■ **How to complete this task**: Every line of the entries with the word "Target" in it should be shown.
Data in this exercise section start
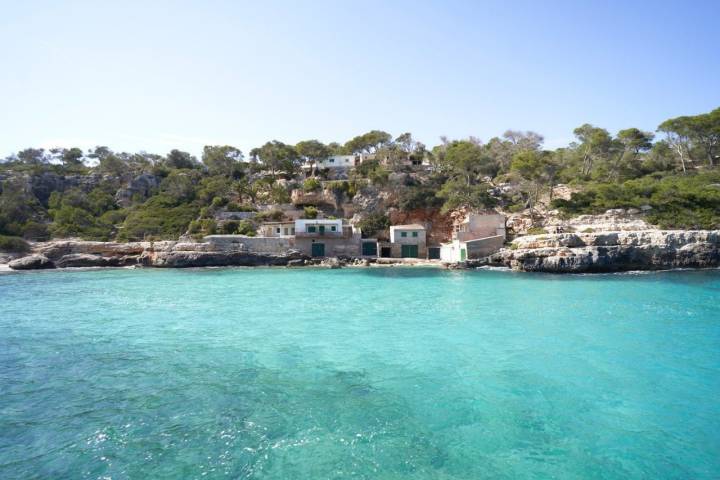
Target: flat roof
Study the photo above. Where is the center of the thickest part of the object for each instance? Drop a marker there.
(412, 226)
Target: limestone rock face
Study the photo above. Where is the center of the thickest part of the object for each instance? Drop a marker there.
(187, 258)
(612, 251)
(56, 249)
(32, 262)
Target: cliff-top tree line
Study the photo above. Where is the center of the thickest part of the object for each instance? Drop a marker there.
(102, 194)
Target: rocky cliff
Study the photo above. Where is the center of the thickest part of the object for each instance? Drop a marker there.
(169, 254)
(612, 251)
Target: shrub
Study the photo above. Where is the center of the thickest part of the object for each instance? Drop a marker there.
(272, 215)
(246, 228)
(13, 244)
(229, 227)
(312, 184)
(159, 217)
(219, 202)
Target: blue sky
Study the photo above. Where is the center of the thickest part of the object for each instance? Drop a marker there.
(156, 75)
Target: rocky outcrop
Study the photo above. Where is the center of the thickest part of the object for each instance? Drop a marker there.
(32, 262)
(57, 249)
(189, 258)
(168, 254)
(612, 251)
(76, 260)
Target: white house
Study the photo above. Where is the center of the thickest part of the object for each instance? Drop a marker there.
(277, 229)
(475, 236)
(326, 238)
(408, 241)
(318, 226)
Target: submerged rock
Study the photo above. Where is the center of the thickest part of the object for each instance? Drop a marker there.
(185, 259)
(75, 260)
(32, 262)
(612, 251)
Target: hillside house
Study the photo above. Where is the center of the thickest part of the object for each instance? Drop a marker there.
Data in this exercise section end
■ **Response**:
Target: flat roof
Target: limestone rock face
Target: cliff-top tree line
Target: rocky cliff
Target: shrub
Target: blue sky
Target: rocky outcrop
Target: white house
Target: submerged rock
Target: hillside house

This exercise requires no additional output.